[TASK STATEMENT]
Quote verbatim the lines of the records from the line with "[segment] security light" to the line with "POLYGON ((254 90, 247", including both of those lines.
########################################
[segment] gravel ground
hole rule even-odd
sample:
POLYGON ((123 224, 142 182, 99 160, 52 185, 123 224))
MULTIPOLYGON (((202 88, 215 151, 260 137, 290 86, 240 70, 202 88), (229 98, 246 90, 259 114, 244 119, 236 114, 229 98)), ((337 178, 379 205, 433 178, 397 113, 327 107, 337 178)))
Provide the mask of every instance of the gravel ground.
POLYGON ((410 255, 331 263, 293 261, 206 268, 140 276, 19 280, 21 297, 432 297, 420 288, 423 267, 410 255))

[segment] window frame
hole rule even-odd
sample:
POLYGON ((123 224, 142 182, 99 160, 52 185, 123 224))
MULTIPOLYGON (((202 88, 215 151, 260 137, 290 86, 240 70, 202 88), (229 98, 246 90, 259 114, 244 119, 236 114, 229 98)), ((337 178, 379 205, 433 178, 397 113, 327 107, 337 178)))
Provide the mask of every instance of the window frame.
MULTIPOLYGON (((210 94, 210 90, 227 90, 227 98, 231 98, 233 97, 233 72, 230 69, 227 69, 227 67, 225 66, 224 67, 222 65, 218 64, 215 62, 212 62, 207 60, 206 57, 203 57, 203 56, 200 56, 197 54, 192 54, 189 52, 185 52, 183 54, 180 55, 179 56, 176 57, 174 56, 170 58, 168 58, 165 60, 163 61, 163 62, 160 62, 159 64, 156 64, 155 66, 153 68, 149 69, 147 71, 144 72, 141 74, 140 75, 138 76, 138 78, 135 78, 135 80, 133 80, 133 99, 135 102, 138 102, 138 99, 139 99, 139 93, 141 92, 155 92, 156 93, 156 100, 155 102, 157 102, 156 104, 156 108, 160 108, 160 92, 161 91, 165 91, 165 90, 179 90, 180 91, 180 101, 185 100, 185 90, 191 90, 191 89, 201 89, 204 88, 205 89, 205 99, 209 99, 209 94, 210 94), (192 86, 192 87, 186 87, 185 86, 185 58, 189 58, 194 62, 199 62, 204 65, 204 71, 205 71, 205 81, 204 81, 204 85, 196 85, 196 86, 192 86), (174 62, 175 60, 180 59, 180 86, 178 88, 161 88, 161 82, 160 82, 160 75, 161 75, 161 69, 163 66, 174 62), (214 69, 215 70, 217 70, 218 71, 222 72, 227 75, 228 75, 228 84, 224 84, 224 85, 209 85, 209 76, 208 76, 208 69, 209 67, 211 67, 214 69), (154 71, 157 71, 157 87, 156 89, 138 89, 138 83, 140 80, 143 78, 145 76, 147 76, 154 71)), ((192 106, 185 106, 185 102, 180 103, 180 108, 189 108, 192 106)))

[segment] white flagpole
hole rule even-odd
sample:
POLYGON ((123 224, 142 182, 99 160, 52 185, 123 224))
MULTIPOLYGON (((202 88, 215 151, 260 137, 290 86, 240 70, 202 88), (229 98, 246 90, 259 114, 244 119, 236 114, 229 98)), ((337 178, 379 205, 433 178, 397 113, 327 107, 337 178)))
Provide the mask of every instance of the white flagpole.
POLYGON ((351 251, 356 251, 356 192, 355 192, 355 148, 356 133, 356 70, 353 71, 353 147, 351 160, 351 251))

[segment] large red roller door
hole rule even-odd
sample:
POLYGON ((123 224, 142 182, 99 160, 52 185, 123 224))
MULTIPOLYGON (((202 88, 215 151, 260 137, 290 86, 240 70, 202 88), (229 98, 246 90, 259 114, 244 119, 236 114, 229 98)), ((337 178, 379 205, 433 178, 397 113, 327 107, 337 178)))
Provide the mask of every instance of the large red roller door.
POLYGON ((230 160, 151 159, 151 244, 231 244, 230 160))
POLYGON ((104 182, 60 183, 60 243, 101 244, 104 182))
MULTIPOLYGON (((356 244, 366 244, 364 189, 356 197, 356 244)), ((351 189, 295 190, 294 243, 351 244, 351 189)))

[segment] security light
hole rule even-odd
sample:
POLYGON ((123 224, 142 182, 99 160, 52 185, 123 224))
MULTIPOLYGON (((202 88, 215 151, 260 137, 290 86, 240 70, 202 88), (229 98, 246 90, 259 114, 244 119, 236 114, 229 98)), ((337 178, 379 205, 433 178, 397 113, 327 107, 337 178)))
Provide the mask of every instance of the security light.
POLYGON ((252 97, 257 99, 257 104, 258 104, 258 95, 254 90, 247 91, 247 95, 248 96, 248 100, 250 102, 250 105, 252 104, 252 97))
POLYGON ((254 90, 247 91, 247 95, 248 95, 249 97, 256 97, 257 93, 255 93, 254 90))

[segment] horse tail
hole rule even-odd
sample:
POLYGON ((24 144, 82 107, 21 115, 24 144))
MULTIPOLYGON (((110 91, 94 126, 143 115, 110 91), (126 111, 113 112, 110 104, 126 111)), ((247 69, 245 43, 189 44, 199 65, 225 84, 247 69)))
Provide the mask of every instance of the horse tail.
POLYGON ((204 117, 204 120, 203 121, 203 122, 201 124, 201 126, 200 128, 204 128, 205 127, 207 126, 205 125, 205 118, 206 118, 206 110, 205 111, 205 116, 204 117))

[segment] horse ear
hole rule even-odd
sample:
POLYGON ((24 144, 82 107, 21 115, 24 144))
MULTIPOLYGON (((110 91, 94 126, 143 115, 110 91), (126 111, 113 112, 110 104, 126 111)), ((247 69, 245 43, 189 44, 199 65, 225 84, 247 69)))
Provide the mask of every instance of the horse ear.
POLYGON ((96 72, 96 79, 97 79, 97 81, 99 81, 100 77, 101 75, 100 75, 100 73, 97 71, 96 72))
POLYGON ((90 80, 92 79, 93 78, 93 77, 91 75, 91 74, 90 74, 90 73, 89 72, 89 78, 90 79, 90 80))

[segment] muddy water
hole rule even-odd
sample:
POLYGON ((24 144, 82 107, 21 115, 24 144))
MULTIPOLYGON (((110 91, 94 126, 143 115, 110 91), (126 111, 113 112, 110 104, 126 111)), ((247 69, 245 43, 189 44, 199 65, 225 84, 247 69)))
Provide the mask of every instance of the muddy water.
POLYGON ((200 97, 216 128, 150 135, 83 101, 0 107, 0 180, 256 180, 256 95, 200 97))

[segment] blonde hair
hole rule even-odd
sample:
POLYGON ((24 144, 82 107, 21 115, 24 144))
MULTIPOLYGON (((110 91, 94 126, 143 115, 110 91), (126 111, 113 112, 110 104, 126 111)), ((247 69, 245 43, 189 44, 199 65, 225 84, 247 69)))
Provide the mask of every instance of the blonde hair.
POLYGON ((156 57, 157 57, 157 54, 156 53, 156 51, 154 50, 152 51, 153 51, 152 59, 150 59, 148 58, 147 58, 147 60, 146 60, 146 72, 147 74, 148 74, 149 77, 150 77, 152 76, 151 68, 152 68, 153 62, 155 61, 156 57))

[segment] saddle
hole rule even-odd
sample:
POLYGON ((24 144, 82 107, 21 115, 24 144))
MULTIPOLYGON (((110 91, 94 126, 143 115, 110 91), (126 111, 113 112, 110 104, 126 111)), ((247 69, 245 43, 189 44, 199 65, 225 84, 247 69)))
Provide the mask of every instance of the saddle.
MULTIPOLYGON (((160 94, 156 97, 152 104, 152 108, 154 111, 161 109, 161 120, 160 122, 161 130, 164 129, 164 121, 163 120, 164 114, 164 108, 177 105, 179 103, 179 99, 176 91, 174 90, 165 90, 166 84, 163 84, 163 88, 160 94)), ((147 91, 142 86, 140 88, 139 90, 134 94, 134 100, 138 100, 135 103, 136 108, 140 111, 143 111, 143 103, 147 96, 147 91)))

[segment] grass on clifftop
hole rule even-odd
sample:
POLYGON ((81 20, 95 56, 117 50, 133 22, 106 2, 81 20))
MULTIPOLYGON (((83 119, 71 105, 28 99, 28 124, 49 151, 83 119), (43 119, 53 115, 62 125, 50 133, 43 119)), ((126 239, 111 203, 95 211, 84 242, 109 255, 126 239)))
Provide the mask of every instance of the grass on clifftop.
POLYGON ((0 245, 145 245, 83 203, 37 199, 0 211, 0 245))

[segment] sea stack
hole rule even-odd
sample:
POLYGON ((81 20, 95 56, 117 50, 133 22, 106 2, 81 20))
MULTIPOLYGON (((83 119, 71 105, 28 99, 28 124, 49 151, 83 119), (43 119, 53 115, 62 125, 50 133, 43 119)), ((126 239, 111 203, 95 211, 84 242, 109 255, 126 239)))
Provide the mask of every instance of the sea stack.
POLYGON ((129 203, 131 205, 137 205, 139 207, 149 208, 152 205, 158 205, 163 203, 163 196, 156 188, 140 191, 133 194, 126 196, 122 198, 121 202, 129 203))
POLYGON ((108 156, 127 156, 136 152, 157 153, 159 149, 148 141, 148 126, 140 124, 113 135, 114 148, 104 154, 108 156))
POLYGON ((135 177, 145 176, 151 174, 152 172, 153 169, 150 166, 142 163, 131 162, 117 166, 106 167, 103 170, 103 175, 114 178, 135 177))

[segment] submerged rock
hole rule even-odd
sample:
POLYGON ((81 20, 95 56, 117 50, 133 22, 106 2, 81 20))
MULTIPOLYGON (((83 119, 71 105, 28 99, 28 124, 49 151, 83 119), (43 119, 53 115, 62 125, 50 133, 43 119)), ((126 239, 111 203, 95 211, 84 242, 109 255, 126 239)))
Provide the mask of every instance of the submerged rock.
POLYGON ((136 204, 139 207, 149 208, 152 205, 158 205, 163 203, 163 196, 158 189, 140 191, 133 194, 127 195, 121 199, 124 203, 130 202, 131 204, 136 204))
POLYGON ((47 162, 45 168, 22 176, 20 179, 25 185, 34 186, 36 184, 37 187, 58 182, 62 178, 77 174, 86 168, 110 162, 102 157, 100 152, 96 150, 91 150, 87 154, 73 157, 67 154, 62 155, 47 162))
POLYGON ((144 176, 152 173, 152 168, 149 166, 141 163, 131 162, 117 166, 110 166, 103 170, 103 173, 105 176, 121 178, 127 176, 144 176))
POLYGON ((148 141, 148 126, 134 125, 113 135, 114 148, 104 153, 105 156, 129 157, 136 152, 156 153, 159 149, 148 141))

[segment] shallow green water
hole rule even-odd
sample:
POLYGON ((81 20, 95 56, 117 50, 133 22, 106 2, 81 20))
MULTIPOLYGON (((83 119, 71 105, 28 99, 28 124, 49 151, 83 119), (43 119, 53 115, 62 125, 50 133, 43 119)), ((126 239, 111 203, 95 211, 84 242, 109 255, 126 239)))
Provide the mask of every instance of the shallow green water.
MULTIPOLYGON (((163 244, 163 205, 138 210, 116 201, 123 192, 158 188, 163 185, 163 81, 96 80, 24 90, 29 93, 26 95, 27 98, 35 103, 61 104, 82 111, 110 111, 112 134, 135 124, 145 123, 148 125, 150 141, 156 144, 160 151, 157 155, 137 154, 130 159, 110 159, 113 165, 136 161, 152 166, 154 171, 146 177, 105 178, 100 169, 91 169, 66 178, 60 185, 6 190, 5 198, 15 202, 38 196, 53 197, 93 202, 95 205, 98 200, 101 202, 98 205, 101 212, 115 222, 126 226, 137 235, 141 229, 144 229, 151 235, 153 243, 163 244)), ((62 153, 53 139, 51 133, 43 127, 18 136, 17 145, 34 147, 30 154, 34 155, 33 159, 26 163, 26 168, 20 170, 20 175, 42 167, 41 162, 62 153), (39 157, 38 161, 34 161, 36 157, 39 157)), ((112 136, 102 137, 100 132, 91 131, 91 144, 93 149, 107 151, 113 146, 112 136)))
########################################
[WRITTEN ANSWER]
[segment] security light
hole rule even-odd
sample:
POLYGON ((123 224, 142 182, 99 160, 52 185, 123 224))
MULTIPOLYGON (((202 88, 215 151, 260 137, 290 86, 240 70, 202 88), (229 98, 246 90, 259 114, 244 119, 236 114, 229 98)), ((337 178, 379 205, 433 178, 397 113, 327 107, 337 178)))
Provide the mask of every instance of the security light.
POLYGON ((252 97, 257 99, 257 104, 258 104, 258 95, 254 90, 247 91, 247 95, 248 96, 248 100, 250 102, 250 105, 252 104, 252 97))
POLYGON ((254 90, 247 91, 247 95, 248 95, 249 97, 256 97, 257 93, 255 93, 254 90))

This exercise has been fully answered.